SOURCE INFORMATION Start Marker

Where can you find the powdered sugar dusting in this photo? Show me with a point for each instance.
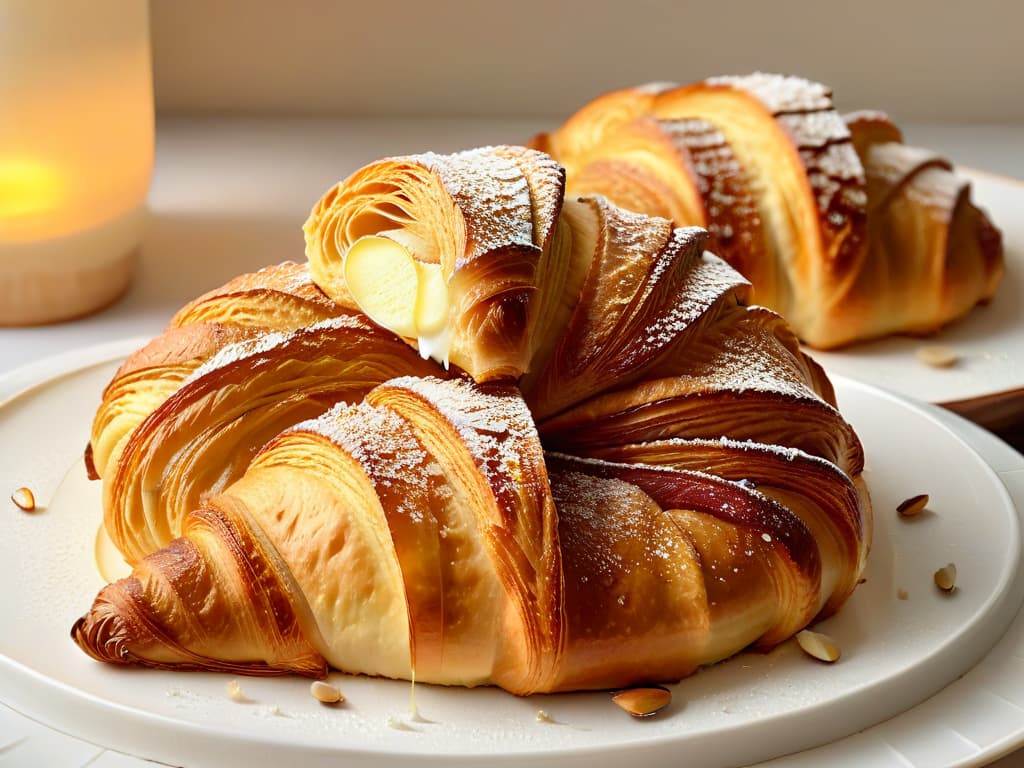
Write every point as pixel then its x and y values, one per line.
pixel 779 92
pixel 382 442
pixel 493 194
pixel 495 424
pixel 705 283
pixel 259 345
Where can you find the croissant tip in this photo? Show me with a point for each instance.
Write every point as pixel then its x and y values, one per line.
pixel 101 634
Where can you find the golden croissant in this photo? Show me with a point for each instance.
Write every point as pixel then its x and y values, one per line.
pixel 842 228
pixel 566 454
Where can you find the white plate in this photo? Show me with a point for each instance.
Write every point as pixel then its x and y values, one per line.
pixel 989 342
pixel 756 707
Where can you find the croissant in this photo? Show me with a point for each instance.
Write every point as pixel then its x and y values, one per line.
pixel 600 468
pixel 842 229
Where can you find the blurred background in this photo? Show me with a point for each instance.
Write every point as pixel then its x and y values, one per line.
pixel 920 59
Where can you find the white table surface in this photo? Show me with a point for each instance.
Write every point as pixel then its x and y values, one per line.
pixel 229 195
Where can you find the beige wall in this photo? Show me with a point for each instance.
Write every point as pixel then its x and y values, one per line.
pixel 919 59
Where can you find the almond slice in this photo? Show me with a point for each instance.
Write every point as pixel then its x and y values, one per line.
pixel 24 499
pixel 642 702
pixel 398 291
pixel 382 278
pixel 325 692
pixel 937 355
pixel 912 506
pixel 945 578
pixel 818 645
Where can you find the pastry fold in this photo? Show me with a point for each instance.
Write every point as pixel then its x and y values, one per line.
pixel 841 228
pixel 424 532
pixel 626 470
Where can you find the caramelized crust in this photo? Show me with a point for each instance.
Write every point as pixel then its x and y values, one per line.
pixel 841 228
pixel 326 496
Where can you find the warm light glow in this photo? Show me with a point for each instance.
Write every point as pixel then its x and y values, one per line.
pixel 28 187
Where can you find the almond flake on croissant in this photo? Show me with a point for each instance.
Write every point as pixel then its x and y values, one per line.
pixel 841 228
pixel 626 472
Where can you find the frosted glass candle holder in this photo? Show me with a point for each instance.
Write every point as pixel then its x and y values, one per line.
pixel 76 154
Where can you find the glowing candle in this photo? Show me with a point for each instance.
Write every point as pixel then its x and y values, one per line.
pixel 76 154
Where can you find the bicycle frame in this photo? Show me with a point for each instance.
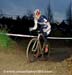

SOURCE INFORMATION End Marker

WHAT IS EXPECTED
Output every line above exactly as it stands, and drop any picture.

ANSWER BOX
Where can you find the powdered sugar dusting in this photo? Show me with a point for each instance.
Write every point as pixel then its x and y values, one per line.
pixel 779 92
pixel 382 442
pixel 493 194
pixel 495 424
pixel 705 283
pixel 259 345
Where can you find the croissant tip in this photo? Show me with a point for each instance.
Write every point as pixel then its x and y values, one per line.
pixel 101 634
Where can you find the golden croissant in this photo? Show me with a point for each instance.
Write every point as pixel then its x and y values, one per line.
pixel 842 228
pixel 566 454
Where can you find the white plate in this photo? Show me with a point for each instance.
Write every point as pixel then its x and y values, one per line.
pixel 989 342
pixel 756 707
Where can you find the croissant in this photo? Show me with a point for each instance.
Write every point as pixel then its x and y values, one per line.
pixel 600 468
pixel 842 229
Where can you find the blurred background in this photo? Show me with a point for each instance.
Write every point as pixel then its x and y values, one per line.
pixel 920 59
Where can you find the white table surface in this photo? Show me with a point for each instance.
Write every point as pixel then its x and y values, one per line.
pixel 229 195
Where can you find the beige wall in this photo? Show me with a point for each instance.
Write every point as pixel then its x and y values, one per line.
pixel 919 59
Where can you find the almond slice in this photo? Show me with a point for each instance.
Write every point as pixel then its x and y values, one per line.
pixel 24 499
pixel 642 702
pixel 398 291
pixel 382 278
pixel 325 692
pixel 937 355
pixel 912 506
pixel 945 578
pixel 818 645
Where can you find the pastry fold in this photo? Show me with a point for each instance.
Write every point as pixel then its x and y values, one per line.
pixel 841 228
pixel 424 532
pixel 626 470
Where can you find the caramelized crust in this photo? Show me with a point for each instance.
Write every point as pixel then its x and y values, one per line.
pixel 841 228
pixel 326 496
Where can you find the warm light glow in this photo? Show me with a point for each instance.
Write every point as pixel then its x and y values, one per line.
pixel 28 187
Where can you find the almond flake on croissant in this photo? Show me with a point for each instance.
Write every point as pixel then its x and y values, one per line.
pixel 841 228
pixel 626 472
Where can you find the frosted glass candle holder in this photo? Show me with a point for each instance.
Write every point as pixel then its x and y values, one per line.
pixel 76 154
Where can you find the glowing candle in this photo? Show me with a point for each instance.
Write every point as pixel then its x and y values, one per line.
pixel 76 154
Where can you find the bicycle frame in this photo? Show me with a point for each instance.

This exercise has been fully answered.